**What you are asked to do:** Report each line in the records below that contains the word "green", copying every such line in full.
------------------------------------
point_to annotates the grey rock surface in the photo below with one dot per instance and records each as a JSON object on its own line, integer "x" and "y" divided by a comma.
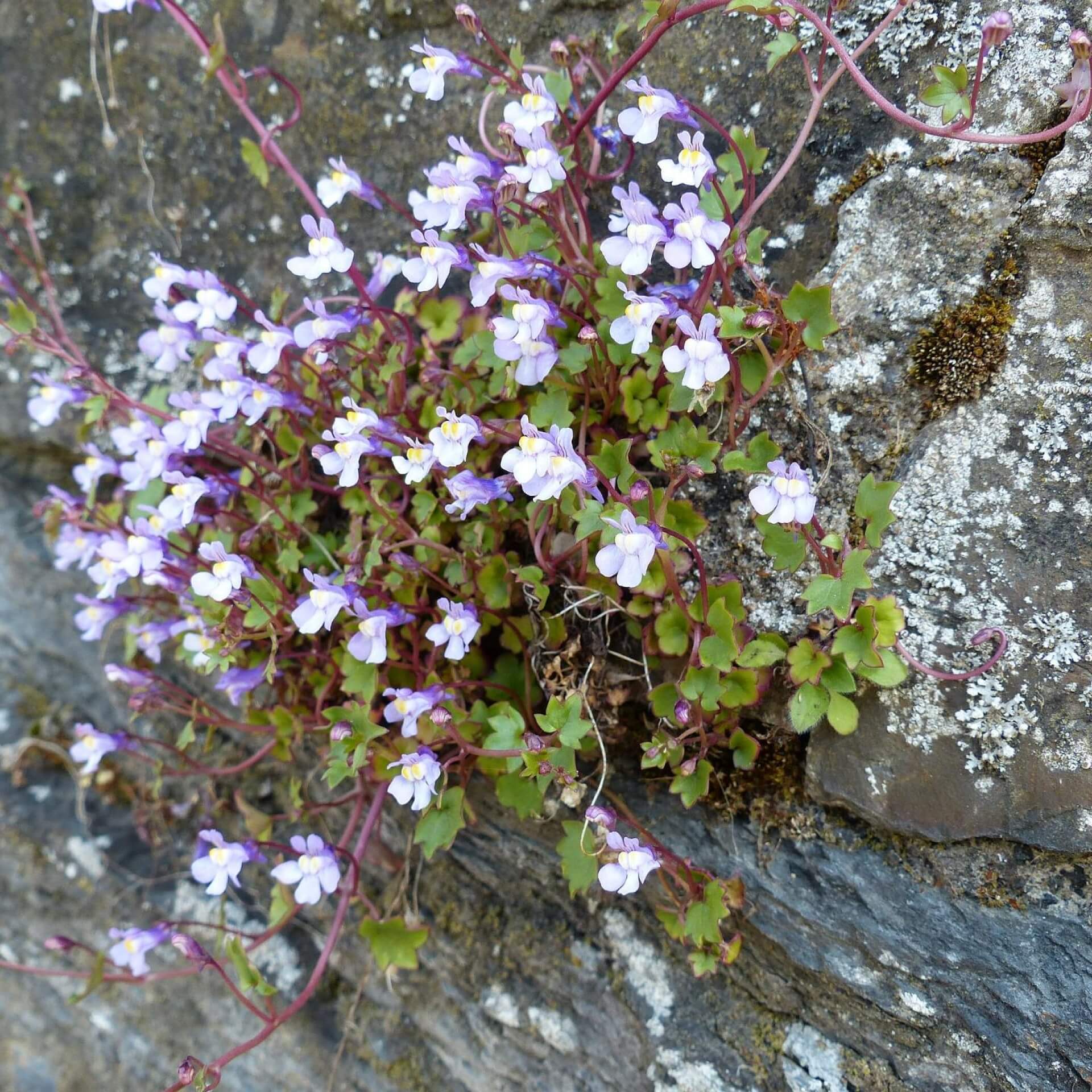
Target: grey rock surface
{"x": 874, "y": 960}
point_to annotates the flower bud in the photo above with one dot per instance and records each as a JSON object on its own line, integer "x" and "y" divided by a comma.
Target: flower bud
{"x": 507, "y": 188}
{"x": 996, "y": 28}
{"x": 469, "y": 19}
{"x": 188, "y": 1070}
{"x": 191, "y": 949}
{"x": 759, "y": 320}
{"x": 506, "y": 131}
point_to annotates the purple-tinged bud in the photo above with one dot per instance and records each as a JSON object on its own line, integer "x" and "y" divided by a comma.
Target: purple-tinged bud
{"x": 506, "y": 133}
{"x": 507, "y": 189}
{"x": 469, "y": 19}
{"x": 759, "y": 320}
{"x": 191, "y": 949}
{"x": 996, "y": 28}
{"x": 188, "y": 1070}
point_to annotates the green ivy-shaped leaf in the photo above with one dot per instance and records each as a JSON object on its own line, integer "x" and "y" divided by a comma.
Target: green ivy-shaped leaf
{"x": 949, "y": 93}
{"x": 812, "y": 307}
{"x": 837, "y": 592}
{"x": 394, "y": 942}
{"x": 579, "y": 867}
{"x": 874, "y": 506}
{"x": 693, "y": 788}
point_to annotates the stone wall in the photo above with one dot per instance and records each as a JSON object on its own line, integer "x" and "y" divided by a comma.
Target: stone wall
------------------------------------
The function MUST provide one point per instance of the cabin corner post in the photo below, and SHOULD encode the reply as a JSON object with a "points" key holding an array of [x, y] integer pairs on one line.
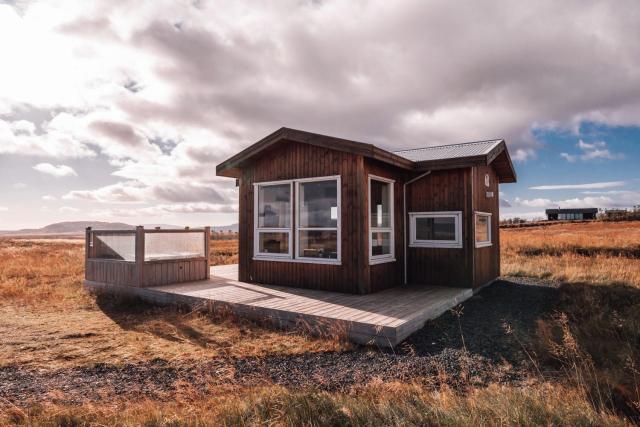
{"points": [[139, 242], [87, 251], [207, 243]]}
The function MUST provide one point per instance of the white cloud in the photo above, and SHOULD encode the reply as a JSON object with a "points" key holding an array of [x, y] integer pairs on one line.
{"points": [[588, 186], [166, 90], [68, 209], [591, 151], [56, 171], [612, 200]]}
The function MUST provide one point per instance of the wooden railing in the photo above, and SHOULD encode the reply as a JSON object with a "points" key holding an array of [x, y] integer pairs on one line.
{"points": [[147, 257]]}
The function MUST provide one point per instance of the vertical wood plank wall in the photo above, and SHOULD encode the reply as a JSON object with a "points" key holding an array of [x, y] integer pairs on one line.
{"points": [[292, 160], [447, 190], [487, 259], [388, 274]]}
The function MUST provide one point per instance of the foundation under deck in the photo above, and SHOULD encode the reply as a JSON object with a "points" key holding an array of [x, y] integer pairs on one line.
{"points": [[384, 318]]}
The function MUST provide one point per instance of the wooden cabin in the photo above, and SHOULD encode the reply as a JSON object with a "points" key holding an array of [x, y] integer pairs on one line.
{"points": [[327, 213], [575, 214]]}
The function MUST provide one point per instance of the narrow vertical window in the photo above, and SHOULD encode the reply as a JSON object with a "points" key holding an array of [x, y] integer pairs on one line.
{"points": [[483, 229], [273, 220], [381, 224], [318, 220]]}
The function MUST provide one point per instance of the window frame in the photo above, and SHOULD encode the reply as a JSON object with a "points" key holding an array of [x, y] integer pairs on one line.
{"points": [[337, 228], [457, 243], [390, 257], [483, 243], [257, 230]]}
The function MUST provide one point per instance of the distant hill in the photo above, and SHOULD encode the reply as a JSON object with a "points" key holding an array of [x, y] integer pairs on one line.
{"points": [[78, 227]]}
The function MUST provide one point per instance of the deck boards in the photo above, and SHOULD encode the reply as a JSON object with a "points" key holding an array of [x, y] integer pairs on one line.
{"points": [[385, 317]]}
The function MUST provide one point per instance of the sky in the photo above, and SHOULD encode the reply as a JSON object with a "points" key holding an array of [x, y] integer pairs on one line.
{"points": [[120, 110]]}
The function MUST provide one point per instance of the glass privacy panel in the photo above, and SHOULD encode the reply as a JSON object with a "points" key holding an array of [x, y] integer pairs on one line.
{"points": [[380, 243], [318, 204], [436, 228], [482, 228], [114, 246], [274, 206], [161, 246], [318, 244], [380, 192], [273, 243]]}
------------------------------------
**The reply:**
point_to annotates the green ivy-shaped leaf in the photo above with one dot per instance and records each as a JSON object on its own line, integer "x" and "y" divided by a comma.
Target: green ivy-shaped leaf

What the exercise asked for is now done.